-------- PAGE TEXT --------

Somewhere, over the years, it seems I picked up some sense of what
cutting speed is.
However, when asked 'what is cutting speed?', the best I could come
up with was it is related to tensile strength of the material, blah,
blah, blah. (almost literally I'm afraid)
Anyone have a good description of what cutting speed is?
Lurker
It's the rate of movement at the point of contact of the tool, generally
measured in feet per minute. In some cases it's the rate the material
moves (lathes, for example) and others it's the rate the cutter runs, mills,
saws, etc..
Harold
lurker wrote in news: snipped-for-privacy@ultrasw.com:
Cutting speed is the rate at which the tool tip passes the material (or
the material passes by the tool tip), in either feet per minute
(sometimes feet per second) or meters per minute (or meters per second).
It has nothing to do with strength of the material, material type,
feedrate, or anything else. It is simply a speed measurement.
RPM = (4 * CS)/D
As you can see from the formula, CS (cutting speed) is dependent only on
2 variables, RPM and Diameter (either workpiece or tool, depending on
lathe or mill)
Algebraic manupulation of this basic formula allows you to solve for CS,
D or RPM.
Not true. Depends on the operation at hand. In sawing (or milling,
shaping, etc.), it would be the tool tip passing the material. On a lathe,
it would be the material passing the tool tip. Both cases are proper.
Anyone that prefers to cut at the "sweet spot", where material behaves much
better than at other speeds, and those that prefer to cut at a speed that
doesn't destroy the cutting instrument. It also becomes quite critical
where grinding wheels are concerned, for they are rated at a given
"hardness" based on a given RPM, which quickly changes as you speed up or
slow down the grinding wheel. Surface feet, or cutting speed, is important
to successful machining.
Harold
(clip) However, when asked 'what is cutting speed?', the best I could come
up with was it is related to tensile strength of the material, blah, blah,
blah. (almost literally I'm afraid)

--------

REQUIREMENT 1 = Reproduce the part of the cutting speed thread between "Anyone have a" and "saws, etc..", inclusive.
REQUIREMENT 2 = Pick up the forum thread on cutting speed after its last line and keep writing it.

-------- DATA SHOWN --------

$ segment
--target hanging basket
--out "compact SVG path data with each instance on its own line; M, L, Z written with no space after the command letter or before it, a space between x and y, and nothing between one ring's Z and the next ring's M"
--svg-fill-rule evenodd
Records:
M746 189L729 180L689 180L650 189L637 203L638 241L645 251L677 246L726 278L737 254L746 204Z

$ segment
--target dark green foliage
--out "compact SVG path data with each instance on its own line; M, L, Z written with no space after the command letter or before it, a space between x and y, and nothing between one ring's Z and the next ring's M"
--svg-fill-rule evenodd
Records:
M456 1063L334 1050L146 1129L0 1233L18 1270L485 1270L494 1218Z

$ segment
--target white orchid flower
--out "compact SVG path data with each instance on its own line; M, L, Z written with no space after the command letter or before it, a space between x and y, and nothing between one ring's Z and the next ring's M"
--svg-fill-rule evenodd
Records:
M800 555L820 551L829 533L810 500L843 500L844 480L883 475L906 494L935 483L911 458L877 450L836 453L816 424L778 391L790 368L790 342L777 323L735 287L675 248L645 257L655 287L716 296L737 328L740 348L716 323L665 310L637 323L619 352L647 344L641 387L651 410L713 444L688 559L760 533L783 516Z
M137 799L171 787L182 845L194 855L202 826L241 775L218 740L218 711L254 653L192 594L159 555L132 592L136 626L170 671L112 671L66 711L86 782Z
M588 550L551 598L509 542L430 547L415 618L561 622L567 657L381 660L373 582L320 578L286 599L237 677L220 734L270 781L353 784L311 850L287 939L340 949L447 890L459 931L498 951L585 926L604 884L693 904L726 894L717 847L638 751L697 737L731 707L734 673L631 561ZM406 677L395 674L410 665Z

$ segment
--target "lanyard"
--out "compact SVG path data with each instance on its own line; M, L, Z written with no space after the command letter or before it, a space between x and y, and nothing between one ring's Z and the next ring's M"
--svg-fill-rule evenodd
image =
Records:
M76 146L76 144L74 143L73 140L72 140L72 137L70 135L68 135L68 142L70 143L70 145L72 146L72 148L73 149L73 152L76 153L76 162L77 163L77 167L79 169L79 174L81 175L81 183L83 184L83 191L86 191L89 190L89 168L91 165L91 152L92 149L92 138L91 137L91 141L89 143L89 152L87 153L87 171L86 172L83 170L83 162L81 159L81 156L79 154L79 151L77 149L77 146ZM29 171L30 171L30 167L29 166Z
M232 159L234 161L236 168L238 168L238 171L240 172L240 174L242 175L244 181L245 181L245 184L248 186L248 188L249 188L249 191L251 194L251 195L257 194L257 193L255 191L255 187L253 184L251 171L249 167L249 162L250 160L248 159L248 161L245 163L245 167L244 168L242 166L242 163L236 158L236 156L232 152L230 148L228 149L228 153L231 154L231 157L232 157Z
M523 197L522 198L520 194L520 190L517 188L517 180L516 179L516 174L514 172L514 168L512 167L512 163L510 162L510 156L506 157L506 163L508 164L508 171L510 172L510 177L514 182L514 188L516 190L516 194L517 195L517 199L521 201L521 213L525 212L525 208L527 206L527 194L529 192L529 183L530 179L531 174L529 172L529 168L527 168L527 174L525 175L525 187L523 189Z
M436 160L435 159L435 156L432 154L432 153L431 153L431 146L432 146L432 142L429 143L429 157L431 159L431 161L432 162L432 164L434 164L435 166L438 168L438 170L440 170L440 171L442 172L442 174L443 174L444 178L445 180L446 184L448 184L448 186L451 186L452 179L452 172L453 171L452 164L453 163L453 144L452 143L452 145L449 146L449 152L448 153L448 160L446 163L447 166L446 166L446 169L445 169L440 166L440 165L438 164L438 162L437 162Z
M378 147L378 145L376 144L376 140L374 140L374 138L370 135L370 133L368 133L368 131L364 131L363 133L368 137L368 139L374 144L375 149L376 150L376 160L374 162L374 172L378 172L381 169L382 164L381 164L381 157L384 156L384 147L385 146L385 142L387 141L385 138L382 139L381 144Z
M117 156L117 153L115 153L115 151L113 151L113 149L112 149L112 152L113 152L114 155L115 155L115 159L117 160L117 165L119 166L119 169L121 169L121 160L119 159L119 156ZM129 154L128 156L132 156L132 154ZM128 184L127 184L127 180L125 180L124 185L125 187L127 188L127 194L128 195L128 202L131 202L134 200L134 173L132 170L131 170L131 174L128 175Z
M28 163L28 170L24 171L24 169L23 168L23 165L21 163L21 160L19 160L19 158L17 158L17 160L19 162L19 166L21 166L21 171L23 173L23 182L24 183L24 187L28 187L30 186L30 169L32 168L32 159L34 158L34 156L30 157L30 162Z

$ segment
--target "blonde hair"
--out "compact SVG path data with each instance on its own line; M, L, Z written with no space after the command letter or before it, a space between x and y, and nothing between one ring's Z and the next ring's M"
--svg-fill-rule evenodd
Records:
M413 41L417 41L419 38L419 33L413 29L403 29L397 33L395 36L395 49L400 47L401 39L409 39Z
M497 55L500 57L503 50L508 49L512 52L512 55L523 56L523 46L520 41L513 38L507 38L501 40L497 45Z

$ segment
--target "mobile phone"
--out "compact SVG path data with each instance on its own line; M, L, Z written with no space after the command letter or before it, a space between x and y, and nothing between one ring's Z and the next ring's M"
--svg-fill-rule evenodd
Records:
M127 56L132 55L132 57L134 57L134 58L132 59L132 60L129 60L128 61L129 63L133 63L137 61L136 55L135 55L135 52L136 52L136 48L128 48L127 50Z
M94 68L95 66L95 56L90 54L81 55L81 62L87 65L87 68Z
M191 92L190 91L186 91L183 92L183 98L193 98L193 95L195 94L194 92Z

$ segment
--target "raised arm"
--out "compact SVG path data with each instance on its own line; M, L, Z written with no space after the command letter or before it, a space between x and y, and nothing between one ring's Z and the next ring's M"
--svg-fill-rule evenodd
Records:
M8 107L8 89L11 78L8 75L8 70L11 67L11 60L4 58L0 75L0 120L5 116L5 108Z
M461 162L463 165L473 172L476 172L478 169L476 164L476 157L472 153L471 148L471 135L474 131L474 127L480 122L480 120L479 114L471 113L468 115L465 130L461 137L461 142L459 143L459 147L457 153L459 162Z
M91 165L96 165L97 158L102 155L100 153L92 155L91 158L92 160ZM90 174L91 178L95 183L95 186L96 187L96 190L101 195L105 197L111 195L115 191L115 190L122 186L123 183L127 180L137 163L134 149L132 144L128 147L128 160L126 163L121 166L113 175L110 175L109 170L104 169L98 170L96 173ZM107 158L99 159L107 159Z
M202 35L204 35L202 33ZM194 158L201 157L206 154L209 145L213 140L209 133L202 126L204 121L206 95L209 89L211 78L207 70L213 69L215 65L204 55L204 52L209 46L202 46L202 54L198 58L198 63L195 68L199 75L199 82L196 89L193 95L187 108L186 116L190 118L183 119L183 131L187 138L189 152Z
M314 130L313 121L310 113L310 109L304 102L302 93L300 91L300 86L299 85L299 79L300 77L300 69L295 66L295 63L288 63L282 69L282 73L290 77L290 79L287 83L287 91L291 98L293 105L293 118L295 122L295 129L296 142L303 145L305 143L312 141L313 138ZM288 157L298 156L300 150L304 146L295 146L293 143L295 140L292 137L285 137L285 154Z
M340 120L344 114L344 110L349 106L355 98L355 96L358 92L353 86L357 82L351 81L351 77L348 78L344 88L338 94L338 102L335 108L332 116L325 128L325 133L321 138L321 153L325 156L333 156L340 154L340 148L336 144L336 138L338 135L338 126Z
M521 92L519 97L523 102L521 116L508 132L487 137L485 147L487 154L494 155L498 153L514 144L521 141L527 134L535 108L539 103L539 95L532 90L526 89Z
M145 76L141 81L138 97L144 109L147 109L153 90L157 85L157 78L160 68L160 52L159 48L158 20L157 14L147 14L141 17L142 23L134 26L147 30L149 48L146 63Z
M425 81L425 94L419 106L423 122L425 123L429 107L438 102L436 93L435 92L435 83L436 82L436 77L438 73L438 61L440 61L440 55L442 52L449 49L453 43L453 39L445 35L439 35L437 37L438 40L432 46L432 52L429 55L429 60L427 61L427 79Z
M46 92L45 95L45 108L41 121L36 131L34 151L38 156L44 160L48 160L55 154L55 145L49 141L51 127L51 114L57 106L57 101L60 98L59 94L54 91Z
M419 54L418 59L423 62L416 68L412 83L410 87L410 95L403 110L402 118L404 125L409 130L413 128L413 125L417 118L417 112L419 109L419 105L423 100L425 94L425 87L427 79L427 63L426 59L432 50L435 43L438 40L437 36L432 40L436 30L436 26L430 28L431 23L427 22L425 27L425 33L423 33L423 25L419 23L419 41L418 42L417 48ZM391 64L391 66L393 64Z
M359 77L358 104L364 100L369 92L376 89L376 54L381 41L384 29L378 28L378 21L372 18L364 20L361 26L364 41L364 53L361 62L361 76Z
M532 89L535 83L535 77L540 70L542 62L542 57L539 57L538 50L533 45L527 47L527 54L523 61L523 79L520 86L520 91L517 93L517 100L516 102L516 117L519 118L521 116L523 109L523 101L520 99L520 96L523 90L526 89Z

--------

EXERCISE RESULT 1 =
Anyone have a good description of what cutting speed is?
Lurker
It's the rate of movement at the point of contact of the tool, generally
measured in feet per minute. In some cases it's the rate the material
moves (lathes, for example) and others it's the rate the cutter runs, mills,
saws, etc..

EXERCISE RESULT 2 =
^^^^^^^^^^^^
So, I ask myself, why would you think that cutting speed has something to do
with tensile strength? And, I answer myself, "Becasue it does, but not in
the way you think." The method of calculating cutting speed, based on
radius and RPM is absolutely correct. But, the question of what is a good
cutting speed to use comes from the other direction: what are the
properties of the material being cut, and how much punishment will the tool
stand. I am sure that tensile strength could be a factor, along with
toughness, hardness, etc.
A city wide blackout at Sun, 28 Dec 2003 05:06:31 GMT did not prevent "Leo
Lichtman" from posting to rec.crafts.metalworking
the follow>(clip) However, when asked 'what is cutting speed?', the best I could come
Cutting speed (I was told) is a value used to figure RPM, given the
diameter of the piece/tool.
It varies from material to material, and from tool composition to tool
composition. E.g., the cutting speed for aluminum (in surface feet per minute)
is different than the cutting speed of Aluminum, if the cutting _tool_ is
different. (HSS v Ceramite v Tungsten Carbide, v polycrystalin bonded
trainagles, v what ever.)
Also, CS is dependent on "other factors" - tool life being one of them.
Again, while the CS for NMS100 is 170, go slow on the roughing cuts, as the
scale from forging will eat cutters at that speed. So slow down a little.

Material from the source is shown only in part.